LOIS ISLAMOPHOBE ET FEMINISME

Özgür Leons

http://a402.idata.over-blog.com/2/68/36/93/Montage-droits-des-femmes-voilees.jpg

 

Une avalanche de loi. Au nom de la laïcité. Au nom du droit des femmes. Depuis 2004, la droite vote une série de lois racistes et/ou islamophobes, conduisant à la stigmatisation des populations déjà trop souvent confrontées au racisme et musulmanes en France – comme, par exemple, la loi reconnaissant les aspects positifs de la colonisation de 2003. La gauche et une partie du mouvement féministe se sont emparés de la question du foulard des femmes musulmanes pour cautionner ces lois. Des lois qui ne ciblent que les musulmanes, rien qu’elles, et qui touchent à leur droit à l’éducation, à leur liberté de conscience, à leur liberté d’exercer un métier ou de circuler librement. Ainsi :

-> 2004 : les adolescentes sont montrées comme des victimes et des manipulatrices dans un long battage médiatique provoqué par des professeurs de gauche. Suite à cela, le gouvernement, de droite, fait voter la loi du 15 Mars 2004 sur le port des signes religieux à l’école. De fait, ce sont des centaines de jeunes filles qui sont forcées d’enlever leur foulard, d’aller dans des établissements privés – donc payants – ou de quitter le système scolaire. Cela après de longs interrogatoires, des mises à l’isolement dans les écoles, des conseils de disciplines… parfois avant même que la loi ne soit votée.

[Extrait d'un jeu de données]
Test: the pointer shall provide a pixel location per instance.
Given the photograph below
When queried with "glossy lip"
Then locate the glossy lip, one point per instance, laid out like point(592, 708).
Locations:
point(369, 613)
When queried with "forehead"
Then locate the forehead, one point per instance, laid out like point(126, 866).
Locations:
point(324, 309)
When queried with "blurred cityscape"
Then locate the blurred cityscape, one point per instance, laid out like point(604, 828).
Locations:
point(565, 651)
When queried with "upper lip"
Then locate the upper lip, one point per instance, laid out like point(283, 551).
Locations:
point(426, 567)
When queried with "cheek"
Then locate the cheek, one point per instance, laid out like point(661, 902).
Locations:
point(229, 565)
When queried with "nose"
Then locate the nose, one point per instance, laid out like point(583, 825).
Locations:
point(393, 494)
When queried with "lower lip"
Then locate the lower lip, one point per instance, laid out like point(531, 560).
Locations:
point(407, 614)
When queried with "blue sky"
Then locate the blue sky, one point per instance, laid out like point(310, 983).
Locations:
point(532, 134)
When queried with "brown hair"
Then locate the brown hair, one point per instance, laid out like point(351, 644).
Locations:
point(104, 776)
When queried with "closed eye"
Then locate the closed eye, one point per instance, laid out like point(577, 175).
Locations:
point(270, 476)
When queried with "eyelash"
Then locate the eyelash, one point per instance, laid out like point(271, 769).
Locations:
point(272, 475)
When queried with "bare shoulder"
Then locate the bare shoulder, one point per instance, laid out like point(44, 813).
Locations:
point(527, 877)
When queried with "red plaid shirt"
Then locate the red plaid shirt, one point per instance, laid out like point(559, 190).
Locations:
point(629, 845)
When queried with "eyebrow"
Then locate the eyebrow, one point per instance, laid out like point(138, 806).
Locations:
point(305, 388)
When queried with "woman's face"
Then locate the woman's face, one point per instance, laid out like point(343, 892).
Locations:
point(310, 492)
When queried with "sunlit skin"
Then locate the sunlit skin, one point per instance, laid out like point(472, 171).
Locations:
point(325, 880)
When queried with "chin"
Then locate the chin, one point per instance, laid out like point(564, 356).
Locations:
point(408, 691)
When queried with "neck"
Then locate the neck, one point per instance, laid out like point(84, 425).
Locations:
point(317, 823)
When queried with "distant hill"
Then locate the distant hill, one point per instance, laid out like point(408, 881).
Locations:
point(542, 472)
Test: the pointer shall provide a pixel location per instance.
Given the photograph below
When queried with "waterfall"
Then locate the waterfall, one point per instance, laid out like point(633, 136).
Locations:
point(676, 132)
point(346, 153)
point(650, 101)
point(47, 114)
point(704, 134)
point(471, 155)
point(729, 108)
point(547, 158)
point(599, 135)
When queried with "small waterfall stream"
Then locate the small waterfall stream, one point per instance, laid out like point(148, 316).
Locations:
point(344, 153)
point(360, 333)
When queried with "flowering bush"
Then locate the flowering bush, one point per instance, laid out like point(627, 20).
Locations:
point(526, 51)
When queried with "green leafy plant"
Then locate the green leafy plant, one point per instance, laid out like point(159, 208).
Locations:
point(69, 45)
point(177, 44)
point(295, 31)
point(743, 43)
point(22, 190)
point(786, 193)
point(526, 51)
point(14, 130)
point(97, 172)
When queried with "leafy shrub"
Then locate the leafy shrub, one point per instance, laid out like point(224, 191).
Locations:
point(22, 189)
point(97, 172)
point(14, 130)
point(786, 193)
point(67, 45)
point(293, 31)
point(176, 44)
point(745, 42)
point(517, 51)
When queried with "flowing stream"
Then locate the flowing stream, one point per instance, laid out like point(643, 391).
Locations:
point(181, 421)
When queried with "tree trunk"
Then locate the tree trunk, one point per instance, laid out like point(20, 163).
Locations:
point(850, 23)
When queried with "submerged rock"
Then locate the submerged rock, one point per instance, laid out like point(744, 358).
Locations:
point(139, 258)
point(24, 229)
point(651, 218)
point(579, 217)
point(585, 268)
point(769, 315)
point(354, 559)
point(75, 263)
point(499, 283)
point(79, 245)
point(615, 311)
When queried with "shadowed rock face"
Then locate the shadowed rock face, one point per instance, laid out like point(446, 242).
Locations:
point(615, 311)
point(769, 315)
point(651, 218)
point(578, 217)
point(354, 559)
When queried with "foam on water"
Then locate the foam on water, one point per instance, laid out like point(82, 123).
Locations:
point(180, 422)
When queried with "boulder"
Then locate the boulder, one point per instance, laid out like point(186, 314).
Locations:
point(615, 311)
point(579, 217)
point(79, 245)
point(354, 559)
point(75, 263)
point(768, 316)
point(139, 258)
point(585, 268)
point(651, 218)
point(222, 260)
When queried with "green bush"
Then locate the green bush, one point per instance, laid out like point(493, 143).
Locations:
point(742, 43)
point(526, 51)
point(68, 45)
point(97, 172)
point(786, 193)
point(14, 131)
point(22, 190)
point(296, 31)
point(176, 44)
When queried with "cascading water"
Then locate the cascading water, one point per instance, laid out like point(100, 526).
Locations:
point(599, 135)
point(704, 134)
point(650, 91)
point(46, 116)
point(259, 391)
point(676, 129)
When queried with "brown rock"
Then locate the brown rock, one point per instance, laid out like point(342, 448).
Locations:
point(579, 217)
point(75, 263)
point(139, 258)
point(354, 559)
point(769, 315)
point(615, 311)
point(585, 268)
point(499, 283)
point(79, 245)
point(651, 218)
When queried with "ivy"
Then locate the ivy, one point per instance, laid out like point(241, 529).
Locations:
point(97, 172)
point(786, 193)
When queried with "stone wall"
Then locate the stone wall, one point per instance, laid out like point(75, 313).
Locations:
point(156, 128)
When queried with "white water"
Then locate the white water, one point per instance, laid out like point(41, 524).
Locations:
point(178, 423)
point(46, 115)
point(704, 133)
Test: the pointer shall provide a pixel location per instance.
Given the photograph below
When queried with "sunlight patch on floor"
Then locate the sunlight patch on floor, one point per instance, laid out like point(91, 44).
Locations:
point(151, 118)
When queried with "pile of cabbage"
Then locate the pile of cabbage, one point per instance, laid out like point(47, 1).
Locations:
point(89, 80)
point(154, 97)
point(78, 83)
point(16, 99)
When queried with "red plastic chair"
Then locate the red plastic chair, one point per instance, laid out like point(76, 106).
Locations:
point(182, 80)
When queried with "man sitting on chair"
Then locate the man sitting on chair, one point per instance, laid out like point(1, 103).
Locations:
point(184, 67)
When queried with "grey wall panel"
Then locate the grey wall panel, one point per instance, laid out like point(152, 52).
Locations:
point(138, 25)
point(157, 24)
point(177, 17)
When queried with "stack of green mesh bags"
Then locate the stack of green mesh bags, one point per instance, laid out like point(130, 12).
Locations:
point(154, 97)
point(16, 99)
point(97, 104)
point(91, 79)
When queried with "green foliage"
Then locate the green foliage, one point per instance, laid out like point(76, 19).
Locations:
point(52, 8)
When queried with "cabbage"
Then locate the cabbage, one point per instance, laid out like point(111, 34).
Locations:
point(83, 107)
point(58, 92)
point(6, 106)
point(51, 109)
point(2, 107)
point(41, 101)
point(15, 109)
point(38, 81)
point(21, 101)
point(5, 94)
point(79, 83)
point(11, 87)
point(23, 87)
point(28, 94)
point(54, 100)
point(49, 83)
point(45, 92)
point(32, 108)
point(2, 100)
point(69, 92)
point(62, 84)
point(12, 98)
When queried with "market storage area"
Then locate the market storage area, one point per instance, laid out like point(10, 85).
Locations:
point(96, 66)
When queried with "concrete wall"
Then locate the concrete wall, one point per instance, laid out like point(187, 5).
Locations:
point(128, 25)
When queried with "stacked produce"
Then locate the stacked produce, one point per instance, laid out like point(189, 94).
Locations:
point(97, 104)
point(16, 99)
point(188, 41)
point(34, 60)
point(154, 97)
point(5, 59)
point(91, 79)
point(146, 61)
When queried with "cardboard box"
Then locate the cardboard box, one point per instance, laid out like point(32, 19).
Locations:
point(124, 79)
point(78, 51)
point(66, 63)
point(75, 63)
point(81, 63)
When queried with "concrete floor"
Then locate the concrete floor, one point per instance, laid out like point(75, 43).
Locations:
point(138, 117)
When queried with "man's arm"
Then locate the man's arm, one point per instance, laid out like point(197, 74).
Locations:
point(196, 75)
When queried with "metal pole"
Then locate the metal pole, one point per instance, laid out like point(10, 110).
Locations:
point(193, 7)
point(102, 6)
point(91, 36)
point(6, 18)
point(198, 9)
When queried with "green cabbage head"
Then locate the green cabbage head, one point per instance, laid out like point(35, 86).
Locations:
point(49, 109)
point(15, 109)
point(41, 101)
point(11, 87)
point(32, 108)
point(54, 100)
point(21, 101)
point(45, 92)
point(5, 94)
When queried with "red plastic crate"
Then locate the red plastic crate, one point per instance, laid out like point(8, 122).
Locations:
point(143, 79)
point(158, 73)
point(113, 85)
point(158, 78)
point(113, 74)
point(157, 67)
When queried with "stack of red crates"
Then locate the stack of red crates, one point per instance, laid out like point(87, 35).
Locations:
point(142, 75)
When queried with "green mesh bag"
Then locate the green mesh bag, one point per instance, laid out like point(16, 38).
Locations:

▶ _ÉNONCÉ_: D'après le texte sur les lois islamophobes et le féminisme, à quels droits et libertés des musulmanes ces lois touchent-elles ? Énumérez-les tous.

▶ _RÉPONSE RÉDIGÉE_:
Ces lois touchent :
- le droit à l'éducation ;
- la liberté de conscience ;
- la liberté d'exercer un métier ;
- la liberté de circuler librement.